◆ EXCERPT PROVIDED ◆
== Segment start ==

DITLife – December 17, 2016

When I started this project, I wondered if I would feel more exhausted before the Thanksgiving break or before the Christmas break. My blog has answered that question. I haven’t posted at all between Thanksgiving and Christmas, missed by DITLIfe day and while I may not have felt as physically exhausted before Christmas as I know I did before Thanksgiving, I was emotionally spent. I literally ran out of time for the list of things I wanted to get done. The priorities piled up, and this blog and reflection fell by the wayside.

On December 17th, my family had Christmas. It was a Saturday, and so there was no school and my life balance was entirely focused on family. We wanted to celebrate early as one of our teen daughters was going to be out of town for Christmas helping our Grandma recover from surgery in another state. This wasn’t planned and so upped my timeline of family things unexpectedly. Which is fine, as my family is the most important and I was able to get the important things done at school. I just haven’t had any time to write about them. And now, a week after school got out (last day was the 20th) I find myself with a free moment to reflect and write.

In the last full week of the term, my class set up a walk-through financial experience, but I’m posting about that in another post. My thoughts the last week were often about finding the balance between the following:

  • What experiences can I provide for my students that will be meaningful in their lives beyond their school years?
  • How can students interact with the content I’m asked to teach them in a way they will find engaging and will inspire them to want to learn?
  • Reluctant learners won’t learn anything unless I convince them they can learn and inspire them to want to learn – this is the first battle, and I find it the most difficult when we run up against the brick wall of a grading period when a letter grade must be assessed, or anyone asks for proof of learning. The change in a child’s mindset is difficult to measure.
  • How can I grade this (experience, growth, learning) in a way that is meaningful to the student and doesn’t take forever for me? (Especially when students and their parents want an instant answer.)

== Segment end ==

◆ DIRECTIONS ◆
**1.** List each point in the bulleted list of the blog post that the writer was trying to balance during the last week of the term.
**2.** Extract verbatim the part of the blog post that opens with the words containing "In the last" and closes with "want to learn?".

◆ DATA EXTRACT ◆
== Segment start ==

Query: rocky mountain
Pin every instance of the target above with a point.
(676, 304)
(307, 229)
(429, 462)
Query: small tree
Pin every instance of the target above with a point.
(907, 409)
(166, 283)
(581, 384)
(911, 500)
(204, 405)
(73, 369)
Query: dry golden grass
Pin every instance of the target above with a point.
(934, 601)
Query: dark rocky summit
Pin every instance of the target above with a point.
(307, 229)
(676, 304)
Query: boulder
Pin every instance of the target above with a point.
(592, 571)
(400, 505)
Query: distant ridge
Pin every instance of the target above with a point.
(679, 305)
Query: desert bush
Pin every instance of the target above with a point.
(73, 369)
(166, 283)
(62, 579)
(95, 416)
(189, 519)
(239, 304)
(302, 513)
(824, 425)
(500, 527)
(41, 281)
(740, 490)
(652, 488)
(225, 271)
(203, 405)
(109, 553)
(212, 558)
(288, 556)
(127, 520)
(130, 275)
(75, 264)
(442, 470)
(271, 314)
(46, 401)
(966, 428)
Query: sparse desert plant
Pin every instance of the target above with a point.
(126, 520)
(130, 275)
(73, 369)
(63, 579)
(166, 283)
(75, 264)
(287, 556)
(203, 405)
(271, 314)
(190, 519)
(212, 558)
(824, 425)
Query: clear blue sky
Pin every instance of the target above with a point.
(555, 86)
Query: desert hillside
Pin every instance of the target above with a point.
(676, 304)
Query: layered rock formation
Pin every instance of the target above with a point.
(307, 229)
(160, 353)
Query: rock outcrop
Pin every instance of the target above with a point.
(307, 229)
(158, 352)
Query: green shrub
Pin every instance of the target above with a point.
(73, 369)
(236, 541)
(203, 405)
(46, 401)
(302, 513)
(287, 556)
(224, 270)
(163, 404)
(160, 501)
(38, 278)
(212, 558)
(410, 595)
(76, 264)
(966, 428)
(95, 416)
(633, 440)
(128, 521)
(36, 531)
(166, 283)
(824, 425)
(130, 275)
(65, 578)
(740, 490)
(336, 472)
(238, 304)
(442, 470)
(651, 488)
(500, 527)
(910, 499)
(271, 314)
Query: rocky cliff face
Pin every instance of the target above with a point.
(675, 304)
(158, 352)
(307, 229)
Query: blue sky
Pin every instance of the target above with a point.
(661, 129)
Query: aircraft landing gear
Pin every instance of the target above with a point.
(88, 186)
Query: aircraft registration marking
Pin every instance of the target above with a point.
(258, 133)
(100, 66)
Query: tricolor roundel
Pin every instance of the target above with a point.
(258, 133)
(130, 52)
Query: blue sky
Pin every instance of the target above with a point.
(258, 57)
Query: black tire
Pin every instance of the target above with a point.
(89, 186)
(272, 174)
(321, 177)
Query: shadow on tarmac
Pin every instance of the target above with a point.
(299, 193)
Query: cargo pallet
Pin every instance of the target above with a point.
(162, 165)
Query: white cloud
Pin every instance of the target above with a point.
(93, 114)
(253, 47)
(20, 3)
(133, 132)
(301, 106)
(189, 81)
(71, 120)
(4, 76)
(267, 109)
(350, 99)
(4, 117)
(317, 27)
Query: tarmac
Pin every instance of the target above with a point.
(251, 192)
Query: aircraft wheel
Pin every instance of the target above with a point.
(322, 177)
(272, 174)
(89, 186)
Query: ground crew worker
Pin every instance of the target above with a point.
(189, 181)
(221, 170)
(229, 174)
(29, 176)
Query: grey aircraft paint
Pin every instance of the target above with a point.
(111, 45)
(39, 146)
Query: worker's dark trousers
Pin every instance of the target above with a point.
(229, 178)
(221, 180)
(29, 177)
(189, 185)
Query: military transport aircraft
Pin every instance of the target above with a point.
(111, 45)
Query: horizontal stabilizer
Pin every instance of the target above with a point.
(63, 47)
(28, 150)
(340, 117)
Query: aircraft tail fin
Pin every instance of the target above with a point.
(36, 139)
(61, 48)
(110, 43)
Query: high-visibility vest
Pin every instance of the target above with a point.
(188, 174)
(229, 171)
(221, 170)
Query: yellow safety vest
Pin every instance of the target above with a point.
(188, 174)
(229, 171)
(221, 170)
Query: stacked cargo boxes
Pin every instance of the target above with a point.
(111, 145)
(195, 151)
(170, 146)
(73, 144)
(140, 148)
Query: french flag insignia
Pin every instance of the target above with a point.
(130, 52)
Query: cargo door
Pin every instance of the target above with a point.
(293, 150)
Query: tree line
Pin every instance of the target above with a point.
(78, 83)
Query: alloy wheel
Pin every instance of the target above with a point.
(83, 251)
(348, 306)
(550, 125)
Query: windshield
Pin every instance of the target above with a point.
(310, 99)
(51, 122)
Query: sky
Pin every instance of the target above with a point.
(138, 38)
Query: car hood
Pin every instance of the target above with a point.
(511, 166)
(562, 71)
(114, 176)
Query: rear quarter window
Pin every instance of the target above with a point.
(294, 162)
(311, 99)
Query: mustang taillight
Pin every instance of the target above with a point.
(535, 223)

== Segment end ==
== Segment start ==

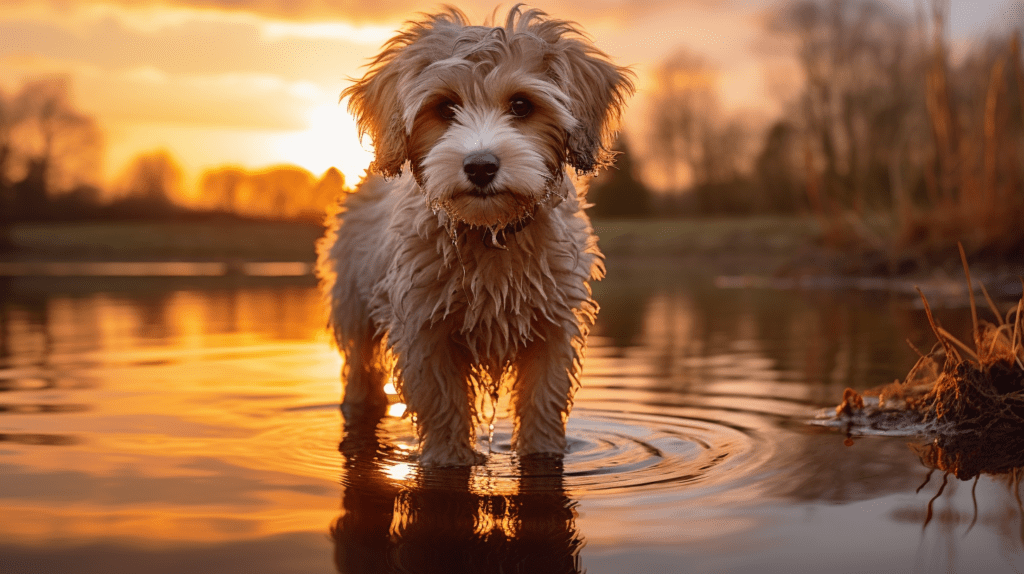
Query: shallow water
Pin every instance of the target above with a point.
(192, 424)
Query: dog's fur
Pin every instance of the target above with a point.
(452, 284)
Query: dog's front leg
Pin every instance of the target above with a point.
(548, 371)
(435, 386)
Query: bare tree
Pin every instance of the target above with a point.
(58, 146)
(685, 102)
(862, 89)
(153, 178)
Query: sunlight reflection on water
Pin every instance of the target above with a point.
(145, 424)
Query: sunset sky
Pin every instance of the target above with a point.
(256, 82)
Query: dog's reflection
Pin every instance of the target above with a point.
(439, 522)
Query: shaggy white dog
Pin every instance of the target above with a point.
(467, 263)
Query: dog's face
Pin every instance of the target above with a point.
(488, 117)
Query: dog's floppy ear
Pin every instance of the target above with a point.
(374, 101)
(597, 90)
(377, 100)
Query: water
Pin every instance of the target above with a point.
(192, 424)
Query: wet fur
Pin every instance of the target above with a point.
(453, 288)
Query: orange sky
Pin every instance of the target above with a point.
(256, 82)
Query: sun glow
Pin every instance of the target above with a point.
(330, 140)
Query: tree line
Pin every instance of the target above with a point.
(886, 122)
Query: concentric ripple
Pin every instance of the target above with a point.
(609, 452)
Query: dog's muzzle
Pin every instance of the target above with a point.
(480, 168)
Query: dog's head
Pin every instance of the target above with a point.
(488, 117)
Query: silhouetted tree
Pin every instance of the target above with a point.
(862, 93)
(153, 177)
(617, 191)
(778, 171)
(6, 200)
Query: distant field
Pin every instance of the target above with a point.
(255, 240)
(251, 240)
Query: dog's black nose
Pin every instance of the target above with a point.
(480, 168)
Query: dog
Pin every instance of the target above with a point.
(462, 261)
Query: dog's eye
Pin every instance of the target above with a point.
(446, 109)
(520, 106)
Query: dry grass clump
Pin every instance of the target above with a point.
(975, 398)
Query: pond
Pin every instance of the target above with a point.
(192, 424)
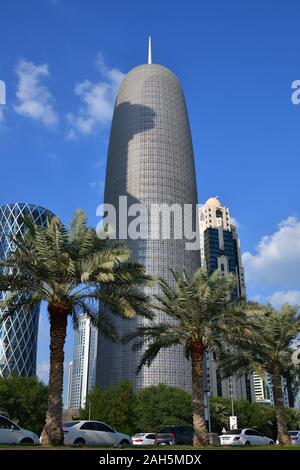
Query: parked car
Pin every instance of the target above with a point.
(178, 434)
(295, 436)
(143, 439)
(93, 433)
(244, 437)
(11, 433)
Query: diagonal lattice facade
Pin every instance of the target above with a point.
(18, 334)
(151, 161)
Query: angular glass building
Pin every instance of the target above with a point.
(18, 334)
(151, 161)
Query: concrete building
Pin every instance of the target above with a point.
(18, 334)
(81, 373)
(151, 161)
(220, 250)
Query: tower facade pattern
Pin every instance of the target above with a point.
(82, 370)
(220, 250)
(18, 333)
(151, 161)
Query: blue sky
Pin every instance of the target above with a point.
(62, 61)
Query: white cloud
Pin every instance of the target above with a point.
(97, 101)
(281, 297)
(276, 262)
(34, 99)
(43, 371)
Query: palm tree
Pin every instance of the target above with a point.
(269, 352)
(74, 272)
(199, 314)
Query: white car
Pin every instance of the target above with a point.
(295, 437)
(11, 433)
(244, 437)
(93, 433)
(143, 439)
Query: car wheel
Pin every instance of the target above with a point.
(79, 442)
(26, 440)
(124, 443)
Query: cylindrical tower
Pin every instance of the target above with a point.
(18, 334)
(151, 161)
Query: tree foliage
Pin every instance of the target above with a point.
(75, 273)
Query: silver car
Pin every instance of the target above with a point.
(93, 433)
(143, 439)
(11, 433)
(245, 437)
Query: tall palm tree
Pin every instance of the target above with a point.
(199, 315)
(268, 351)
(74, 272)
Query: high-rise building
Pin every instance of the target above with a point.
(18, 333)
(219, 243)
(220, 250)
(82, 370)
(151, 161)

== Segment end ==

◆ OUTPUTS BY TASK ◆
**1.**
1. What experiences can I provide for my students that will be meaningful in their lives beyond their school years?
2. How can students interact with the content I'm asked to teach them in a way they will find engaging and will inspire them to want to learn?
3. Reluctant learners won't learn anything unless I convince them they can learn and inspire them to want to learn. This is the first battle, and I find it the most difficult when we run up against the brick wall of a grading period when a letter grade must be assessed, or anyone asks for proof of learning. The change in a child's mindset is difficult to measure.
4. How can I grade this (experience, growth, learning) in a way that is meaningful to the student and doesn't take forever for me? (Especially when students and their parents want an instant answer.)

**2.**
In the last full week of the term, my class set up a walk-through financial experience, but I’m posting about that in another post. My thoughts the last week were often about finding the balance between the following:

  • What experiences can I provide for my students that will be meaningful in their lives beyond their school years?
  • How can students interact with the content I’m asked to teach them in a way they will find engaging and will inspire them to want to learn?